-- Exercise details --
Write out all the data below exactly.

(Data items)
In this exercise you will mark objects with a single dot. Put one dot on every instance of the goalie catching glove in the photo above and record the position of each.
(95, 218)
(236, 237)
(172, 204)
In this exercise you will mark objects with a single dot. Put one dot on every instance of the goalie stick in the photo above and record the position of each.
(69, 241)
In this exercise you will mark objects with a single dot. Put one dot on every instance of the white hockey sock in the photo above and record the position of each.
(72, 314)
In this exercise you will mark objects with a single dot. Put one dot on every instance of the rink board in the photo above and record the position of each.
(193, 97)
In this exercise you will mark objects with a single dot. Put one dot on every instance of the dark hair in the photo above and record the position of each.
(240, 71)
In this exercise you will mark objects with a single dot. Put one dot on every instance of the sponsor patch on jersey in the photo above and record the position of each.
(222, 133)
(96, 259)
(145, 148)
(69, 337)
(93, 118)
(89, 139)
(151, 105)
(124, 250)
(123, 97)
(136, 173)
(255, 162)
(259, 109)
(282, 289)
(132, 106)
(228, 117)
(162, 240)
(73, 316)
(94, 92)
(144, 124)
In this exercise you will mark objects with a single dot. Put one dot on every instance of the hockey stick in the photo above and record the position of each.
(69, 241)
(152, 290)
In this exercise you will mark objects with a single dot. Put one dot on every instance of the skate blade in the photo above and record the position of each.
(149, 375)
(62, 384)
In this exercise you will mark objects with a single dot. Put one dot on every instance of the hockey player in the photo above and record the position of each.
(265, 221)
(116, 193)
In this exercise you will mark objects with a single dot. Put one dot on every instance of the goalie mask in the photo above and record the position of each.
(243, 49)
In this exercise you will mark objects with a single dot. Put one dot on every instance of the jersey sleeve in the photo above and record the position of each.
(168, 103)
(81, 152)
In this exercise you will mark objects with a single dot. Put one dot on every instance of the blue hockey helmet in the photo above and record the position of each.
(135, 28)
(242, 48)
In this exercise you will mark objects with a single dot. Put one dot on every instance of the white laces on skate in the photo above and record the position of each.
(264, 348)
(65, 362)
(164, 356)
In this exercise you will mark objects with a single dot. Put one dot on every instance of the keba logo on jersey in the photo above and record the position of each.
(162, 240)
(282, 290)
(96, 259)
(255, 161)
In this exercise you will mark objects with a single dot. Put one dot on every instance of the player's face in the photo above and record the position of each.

-- Reply to the task --
In this exercise you will mark objects with a single dot. Put one dot on every instance of the goalie catching glove in the photo above and record the position of each.
(95, 218)
(236, 237)
(172, 204)
In this exercise you will mark objects with a single dot. Put one dot on every instance of the goalie stick in the photo above and record the position of each.
(69, 241)
In this exercise you will mark objects with a single dot. Put one dot on every instance of the white hockey sock in the photo above and record the position of each.
(72, 314)
In this exercise you will mark objects with a single dot. Put one dot on every instance of the rink board in the photo above and record the position of each.
(193, 97)
In this exercise you will mark objects with a single dot. Put one dot on every instance of the dark hair in the photo above and record the position of each.
(240, 71)
In this exercise you will mark objects with a single dot. Put one dot on every instance of the sponsor patch on jersey in the photo above and record the position of each.
(222, 133)
(96, 259)
(145, 148)
(69, 337)
(93, 118)
(89, 139)
(151, 105)
(124, 250)
(123, 97)
(136, 173)
(255, 162)
(259, 109)
(282, 289)
(132, 106)
(228, 117)
(162, 240)
(73, 316)
(94, 92)
(144, 124)
In this exercise you will mark objects with a single dot. Put one dot on every instance of the hockey stick in the photo above and record the position of each.
(69, 241)
(152, 290)
In this exercise you will mark objects with a single dot. Put one dot on every instance of the skate blade in the photo above and record the position of each.
(149, 375)
(62, 384)
In this exercise you will mark objects with a single dot. Put one dot on every instance of the hockey player in the photo above and record the position of each.
(265, 221)
(116, 193)
In this exercise you will mark objects with a single dot. Put one dot on every instance of the goalie mask in the photo above and record the position of each.
(243, 49)
In this exercise you will mark objects with a single dot. Put one dot on every instance of the jersey sleeve in the photo above and record the position of each.
(168, 103)
(81, 152)
In this exercise you will mark objects with a single dot. Put one dot on every instance of the blue hockey helmet in the photo above and record the position of each.
(135, 28)
(242, 48)
In this exercise you will mark objects with a single dot. Put one dot on every instance of the white laces on skate in the photo above and record the position of each.
(264, 348)
(65, 362)
(164, 356)
In this exercise you will mark objects with a single dot. Put one dot on every instance of the keba logo on jersey in the photo above and record the position of each.
(162, 240)
(282, 290)
(96, 259)
(255, 161)
In this exercise you will mark objects with a single dot. Put one dot on every instance of the player's face in the photo above and record the position of each.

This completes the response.